Comb the records below for the string "lanyard" and copy each line where it turns up.

[[ Available data, beginning ]]

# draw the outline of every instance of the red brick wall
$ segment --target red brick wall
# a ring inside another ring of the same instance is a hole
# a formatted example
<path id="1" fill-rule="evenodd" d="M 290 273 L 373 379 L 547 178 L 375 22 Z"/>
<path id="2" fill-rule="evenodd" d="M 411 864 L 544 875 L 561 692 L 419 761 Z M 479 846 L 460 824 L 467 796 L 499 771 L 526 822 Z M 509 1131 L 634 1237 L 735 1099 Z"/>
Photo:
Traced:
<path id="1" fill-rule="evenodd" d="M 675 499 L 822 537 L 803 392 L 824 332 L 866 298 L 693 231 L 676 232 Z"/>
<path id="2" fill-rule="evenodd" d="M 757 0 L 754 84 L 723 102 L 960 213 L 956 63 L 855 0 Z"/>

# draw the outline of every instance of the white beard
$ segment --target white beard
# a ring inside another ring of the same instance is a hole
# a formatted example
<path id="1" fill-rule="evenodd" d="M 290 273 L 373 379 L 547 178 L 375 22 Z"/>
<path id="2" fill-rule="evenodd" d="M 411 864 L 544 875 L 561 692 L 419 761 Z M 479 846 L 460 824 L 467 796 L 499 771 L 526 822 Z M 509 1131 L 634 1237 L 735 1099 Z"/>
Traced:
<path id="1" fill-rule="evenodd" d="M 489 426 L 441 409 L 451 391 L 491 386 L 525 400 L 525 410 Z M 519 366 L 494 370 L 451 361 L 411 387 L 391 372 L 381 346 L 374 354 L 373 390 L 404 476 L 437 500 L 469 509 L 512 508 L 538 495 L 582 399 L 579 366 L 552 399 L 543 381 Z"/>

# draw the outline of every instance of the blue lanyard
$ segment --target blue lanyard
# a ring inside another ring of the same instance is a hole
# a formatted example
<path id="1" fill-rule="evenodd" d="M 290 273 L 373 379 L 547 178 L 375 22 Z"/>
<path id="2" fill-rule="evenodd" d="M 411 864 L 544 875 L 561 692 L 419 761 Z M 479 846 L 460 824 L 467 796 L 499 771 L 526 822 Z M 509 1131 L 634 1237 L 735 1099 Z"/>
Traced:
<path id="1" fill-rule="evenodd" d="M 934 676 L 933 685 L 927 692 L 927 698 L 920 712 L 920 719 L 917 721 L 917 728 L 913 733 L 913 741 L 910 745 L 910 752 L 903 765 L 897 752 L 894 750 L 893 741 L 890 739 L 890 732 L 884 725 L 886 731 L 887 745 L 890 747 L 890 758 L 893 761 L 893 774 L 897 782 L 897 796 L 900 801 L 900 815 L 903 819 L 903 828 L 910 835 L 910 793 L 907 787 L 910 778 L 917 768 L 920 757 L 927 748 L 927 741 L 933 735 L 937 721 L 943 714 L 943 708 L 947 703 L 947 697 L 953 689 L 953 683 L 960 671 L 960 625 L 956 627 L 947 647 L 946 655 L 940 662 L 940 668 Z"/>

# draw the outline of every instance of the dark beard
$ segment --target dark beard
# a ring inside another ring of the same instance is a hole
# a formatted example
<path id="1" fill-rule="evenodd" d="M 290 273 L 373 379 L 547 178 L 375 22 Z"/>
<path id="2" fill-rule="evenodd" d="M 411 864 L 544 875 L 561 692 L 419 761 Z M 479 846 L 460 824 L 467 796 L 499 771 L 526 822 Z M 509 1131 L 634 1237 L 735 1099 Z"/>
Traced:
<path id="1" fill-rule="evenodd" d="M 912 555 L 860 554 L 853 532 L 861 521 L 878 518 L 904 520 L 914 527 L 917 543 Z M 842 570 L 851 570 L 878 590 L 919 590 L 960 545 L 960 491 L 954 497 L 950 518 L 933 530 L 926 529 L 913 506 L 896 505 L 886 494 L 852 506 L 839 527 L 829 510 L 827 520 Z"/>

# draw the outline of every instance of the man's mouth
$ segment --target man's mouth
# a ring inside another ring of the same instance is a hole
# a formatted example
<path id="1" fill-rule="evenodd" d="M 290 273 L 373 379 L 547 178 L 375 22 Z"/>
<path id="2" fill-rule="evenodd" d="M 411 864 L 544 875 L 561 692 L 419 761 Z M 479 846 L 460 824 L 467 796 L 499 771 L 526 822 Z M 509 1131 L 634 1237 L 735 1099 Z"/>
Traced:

[[ Available data, end ]]

◆ Exercise response
# draw the outline of every instance of the blue lanyard
$ segment --target blue lanyard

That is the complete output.